* [How to complete this task]
Whenever a line in the entries includes the word "ceiling", copy that line out.

Point-per-instance localization data
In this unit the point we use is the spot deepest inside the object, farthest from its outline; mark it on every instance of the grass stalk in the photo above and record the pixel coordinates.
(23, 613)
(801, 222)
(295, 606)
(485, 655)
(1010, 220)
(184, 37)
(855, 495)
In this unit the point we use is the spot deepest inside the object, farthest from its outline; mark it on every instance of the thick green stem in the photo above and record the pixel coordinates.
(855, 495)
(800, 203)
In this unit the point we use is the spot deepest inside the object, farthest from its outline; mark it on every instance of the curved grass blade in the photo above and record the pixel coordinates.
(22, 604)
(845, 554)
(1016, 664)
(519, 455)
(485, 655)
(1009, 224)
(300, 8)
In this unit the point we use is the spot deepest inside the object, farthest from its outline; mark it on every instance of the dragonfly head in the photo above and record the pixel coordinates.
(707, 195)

* * *

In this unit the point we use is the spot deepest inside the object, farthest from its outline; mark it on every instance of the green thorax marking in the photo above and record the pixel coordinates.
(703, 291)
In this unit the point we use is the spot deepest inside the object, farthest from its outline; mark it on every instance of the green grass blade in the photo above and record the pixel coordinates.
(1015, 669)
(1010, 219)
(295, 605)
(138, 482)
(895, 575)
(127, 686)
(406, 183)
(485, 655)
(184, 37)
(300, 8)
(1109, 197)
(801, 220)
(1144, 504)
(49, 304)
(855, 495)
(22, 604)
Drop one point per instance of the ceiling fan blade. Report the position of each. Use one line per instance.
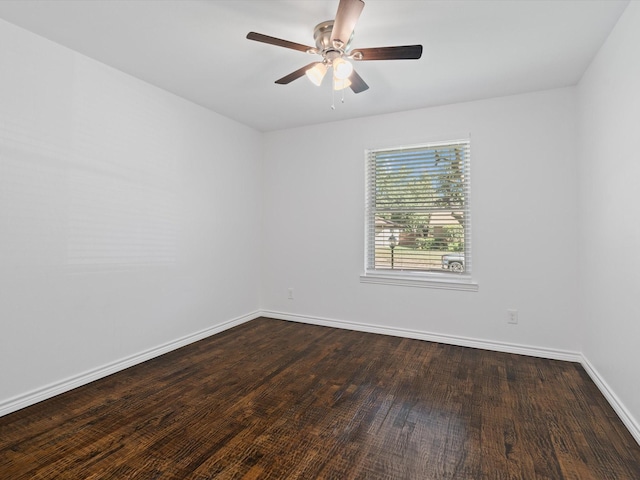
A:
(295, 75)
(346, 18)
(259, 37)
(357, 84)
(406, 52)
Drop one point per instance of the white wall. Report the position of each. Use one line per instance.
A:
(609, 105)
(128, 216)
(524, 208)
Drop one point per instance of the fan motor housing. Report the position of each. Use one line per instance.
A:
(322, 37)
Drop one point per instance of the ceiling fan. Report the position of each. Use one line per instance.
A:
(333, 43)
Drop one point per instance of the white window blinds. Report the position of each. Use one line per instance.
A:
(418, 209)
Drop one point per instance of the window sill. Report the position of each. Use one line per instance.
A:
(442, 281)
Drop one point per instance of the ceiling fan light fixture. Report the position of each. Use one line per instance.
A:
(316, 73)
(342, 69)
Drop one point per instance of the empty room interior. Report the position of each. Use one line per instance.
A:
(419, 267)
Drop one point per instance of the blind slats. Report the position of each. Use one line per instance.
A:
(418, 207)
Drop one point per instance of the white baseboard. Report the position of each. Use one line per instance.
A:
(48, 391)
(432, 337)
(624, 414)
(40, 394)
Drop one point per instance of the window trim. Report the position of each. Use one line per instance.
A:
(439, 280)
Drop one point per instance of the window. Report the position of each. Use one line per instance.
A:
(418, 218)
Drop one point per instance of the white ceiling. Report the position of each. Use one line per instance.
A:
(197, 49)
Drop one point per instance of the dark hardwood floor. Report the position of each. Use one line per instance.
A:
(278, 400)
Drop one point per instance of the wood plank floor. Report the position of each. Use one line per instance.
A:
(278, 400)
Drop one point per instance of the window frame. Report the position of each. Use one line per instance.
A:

* [Solution for this problem]
Drop one point per instance of the ceiling fan blade. Report the position of each. Use one line per instance.
Drop one point per instance of the ceiling fan. Report the position of each. Use one line per instance.
Drop one point per instance of the ceiling fan light fixture. Report the position of each. Use one line per instance.
Drop one point per instance of the white ceiling. Report the position of each. Use one line per instance.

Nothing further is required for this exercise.